**Textauszug:**
════════════════════

Im Caritas-Altenzentrum in Drais finden regelmäßig ökumenische Gottesdienste für Menschen mit Demenz und ihre Angehörigen statt.


Kürzer als andere Gottesdienste dauern Gottesdienste für Menschen mit Demenz. Doch sie erreichen ihre Seele, ist Gudrun Drehsen-Sohn überzeugt. In ihrer Zeit im Caritas-Altenzentrum Maria Königin in Mainz-Drais hat die Sozialarbeiterin unter anderem Projekte für Menschen mit Demenz maßgeblich mit aufgebaut. „Es hat mir Freude gemacht, etwas Neues auszuprobieren“, erläutert die ehemalige Caritas-Mitarbeiterin, die heute im Ruhestand ist, ihre Motivation.

════════════════════

**Datenauszug:**

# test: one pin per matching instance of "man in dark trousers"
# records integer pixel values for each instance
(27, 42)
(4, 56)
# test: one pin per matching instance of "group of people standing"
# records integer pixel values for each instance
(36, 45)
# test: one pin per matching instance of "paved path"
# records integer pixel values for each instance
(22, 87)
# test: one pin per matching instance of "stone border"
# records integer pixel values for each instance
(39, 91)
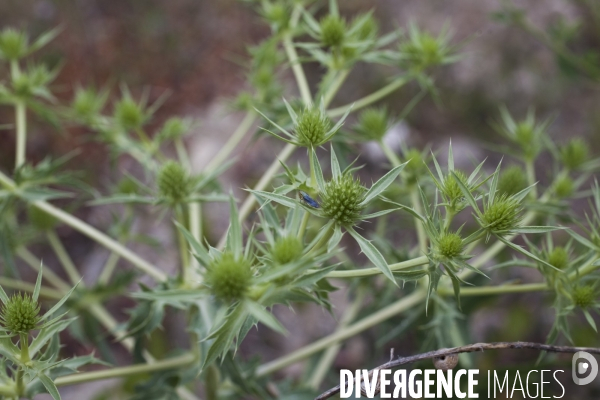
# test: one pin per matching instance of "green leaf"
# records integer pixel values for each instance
(372, 254)
(378, 187)
(278, 198)
(379, 213)
(466, 192)
(225, 334)
(234, 234)
(46, 334)
(58, 304)
(49, 385)
(264, 316)
(525, 252)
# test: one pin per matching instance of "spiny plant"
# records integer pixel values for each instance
(451, 231)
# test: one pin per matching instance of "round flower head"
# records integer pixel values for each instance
(229, 277)
(502, 215)
(333, 30)
(512, 180)
(173, 182)
(584, 296)
(20, 314)
(450, 245)
(286, 249)
(341, 200)
(312, 127)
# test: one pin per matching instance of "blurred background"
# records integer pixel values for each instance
(195, 51)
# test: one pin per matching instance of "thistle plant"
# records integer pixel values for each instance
(300, 230)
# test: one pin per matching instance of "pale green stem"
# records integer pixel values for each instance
(91, 232)
(47, 273)
(490, 290)
(293, 58)
(232, 142)
(355, 273)
(28, 287)
(21, 125)
(416, 203)
(195, 212)
(63, 257)
(370, 99)
(327, 359)
(248, 204)
(406, 303)
(108, 269)
(122, 372)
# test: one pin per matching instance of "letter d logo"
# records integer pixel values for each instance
(578, 369)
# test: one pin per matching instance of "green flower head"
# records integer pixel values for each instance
(342, 199)
(229, 277)
(20, 314)
(502, 215)
(173, 182)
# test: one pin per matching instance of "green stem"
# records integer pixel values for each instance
(406, 303)
(195, 212)
(121, 372)
(415, 262)
(232, 142)
(530, 171)
(21, 125)
(416, 203)
(183, 248)
(63, 257)
(490, 290)
(24, 343)
(389, 153)
(327, 359)
(303, 225)
(28, 287)
(108, 269)
(47, 273)
(293, 57)
(91, 232)
(182, 154)
(370, 99)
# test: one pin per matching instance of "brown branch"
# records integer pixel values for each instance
(469, 349)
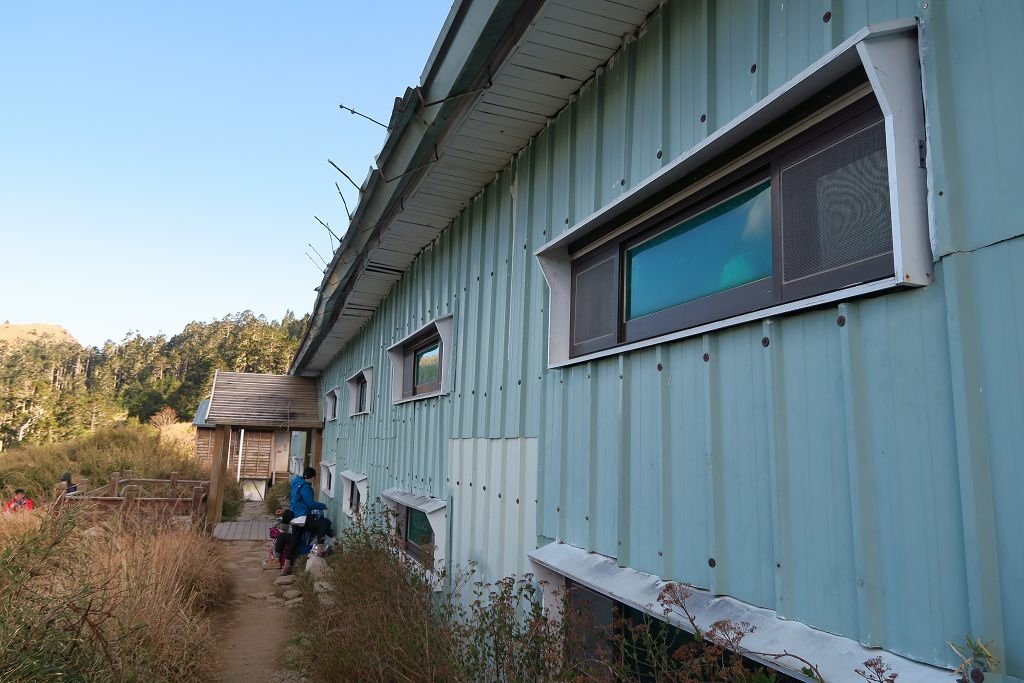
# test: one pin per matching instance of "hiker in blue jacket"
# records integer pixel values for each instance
(302, 504)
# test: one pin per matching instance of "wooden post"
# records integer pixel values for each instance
(197, 502)
(317, 454)
(218, 465)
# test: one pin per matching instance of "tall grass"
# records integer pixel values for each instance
(124, 600)
(127, 446)
(385, 622)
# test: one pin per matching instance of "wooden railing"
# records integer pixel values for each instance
(173, 496)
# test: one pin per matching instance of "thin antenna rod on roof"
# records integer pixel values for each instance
(314, 262)
(347, 212)
(347, 176)
(329, 230)
(349, 109)
(317, 253)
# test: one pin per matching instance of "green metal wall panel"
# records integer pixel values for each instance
(863, 479)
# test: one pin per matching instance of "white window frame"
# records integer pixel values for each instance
(328, 479)
(331, 401)
(352, 388)
(348, 477)
(889, 55)
(397, 501)
(396, 352)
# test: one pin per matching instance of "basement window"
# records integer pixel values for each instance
(354, 493)
(817, 194)
(359, 388)
(422, 361)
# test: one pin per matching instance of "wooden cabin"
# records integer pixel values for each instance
(259, 413)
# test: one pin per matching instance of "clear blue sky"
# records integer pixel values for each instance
(162, 163)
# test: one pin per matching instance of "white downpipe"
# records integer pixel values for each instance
(242, 440)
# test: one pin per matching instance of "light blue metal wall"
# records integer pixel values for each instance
(863, 479)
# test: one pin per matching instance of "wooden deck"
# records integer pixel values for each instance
(250, 529)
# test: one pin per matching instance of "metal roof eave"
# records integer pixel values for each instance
(407, 148)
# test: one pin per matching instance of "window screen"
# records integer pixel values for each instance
(836, 206)
(595, 302)
(360, 397)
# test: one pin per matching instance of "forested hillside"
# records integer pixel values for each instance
(52, 388)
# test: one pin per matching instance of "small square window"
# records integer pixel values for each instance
(420, 524)
(422, 361)
(418, 537)
(359, 387)
(426, 358)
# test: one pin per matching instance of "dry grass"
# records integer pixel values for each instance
(10, 332)
(13, 525)
(126, 600)
(94, 457)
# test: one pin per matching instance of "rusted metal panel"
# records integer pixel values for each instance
(860, 477)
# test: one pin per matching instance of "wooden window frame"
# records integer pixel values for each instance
(760, 294)
(410, 350)
(424, 556)
(360, 381)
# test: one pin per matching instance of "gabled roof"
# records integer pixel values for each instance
(501, 70)
(269, 401)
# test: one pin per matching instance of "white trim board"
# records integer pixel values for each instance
(836, 656)
(889, 54)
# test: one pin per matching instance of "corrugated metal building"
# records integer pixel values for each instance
(851, 466)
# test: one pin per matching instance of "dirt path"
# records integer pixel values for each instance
(256, 629)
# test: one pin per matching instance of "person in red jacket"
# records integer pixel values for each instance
(19, 503)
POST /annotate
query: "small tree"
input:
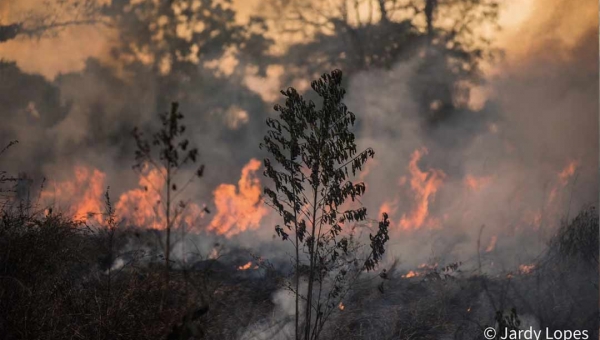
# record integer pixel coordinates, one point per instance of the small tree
(313, 153)
(168, 153)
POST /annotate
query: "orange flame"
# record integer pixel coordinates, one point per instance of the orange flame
(246, 266)
(424, 186)
(410, 274)
(239, 209)
(526, 268)
(85, 190)
(492, 245)
(142, 206)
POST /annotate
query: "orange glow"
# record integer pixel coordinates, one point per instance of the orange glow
(492, 245)
(476, 183)
(84, 192)
(410, 274)
(141, 206)
(526, 268)
(424, 186)
(239, 209)
(246, 266)
(387, 207)
(533, 218)
(568, 172)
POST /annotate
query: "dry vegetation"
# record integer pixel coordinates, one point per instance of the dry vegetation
(55, 284)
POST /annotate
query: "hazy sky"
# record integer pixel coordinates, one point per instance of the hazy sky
(526, 24)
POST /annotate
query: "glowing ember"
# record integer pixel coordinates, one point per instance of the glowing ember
(492, 245)
(410, 274)
(85, 191)
(526, 268)
(424, 186)
(141, 207)
(246, 266)
(239, 209)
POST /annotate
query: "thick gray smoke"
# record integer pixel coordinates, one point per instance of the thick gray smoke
(506, 165)
(497, 166)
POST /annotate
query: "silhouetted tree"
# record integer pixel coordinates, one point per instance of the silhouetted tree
(445, 38)
(314, 153)
(51, 17)
(167, 152)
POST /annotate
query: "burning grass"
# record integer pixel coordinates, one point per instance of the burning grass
(56, 283)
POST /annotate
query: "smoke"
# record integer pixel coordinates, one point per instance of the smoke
(517, 163)
(496, 163)
(280, 325)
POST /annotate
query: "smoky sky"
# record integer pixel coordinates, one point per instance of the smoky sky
(541, 113)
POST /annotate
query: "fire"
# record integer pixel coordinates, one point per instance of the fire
(410, 274)
(141, 207)
(526, 268)
(85, 191)
(476, 183)
(533, 218)
(492, 245)
(239, 209)
(246, 266)
(388, 207)
(424, 185)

════════════════════

**Aufgabenstellung:**
• 1. Welchen Namen trägt laut dem Textauszug das Caritas-Altenzentrum in Mainz-Drais?
• 2. Zähle alle Aussagen auf, die der Textauszug über die Gottesdienste für Menschen mit Demenz macht.
• 3. Schreibe den Text über die Gottesdienste für Menschen mit Demenz im Caritas-Altenzentrum nach seinem letzten Satz weiter.

**Antworten:**
• 1. Maria Königin

• 2.
- Sie finden regelmäßig im Caritas-Altenzentrum in Drais statt.
- Sie sind ökumenisch.
- Sie richten sich an Menschen mit Demenz und ihre Angehörigen.
- Sie dauern kürzer als andere Gottesdienste.
- Sie erreichen nach Überzeugung von Gudrun Drehsen-Sohn die Seele.

• 3.
Den Segen ganz in sich aufgenommen

„Gottesdienste für Menschen mit Demenz unterscheiden sich vom liturgischen Ablauf her nicht so sehr von anderen Gottesdiensten“, erläutert Gudrun Drehsen-Sohn. „Aber sie sind persönlicher gestaltet, zum Beispiel stehen Stühle und Rollstühle im Kreis statt als Frontalbestuhlung, damit der Pfarrer jedem ins Gesicht sehen kann.“ Sie erzählt ein Beispiel: Einmal ging es thematisch um die Schutzmantelmadonna, erinnert sie sich. „Zu Anfang begrüßte der Pfarrer jede Teilnehmerin und jeden Teilnehmer. Am Ende der Feier legte er jeder und jedem eine kleine blaue Stola um und spendete den persönlichen Segen.“ Es sei sehr emotional gewesen, viele hätten geweint. „Den Segen nahmen die Menschen ganz in sich auf“, ist sich die Sozialarbeiterin sicher. Auch die alten Kirchenlieder, die die Mitfeiernden von früher kennen, so ihr Eindruck, „dringen bis an ihr Herz“.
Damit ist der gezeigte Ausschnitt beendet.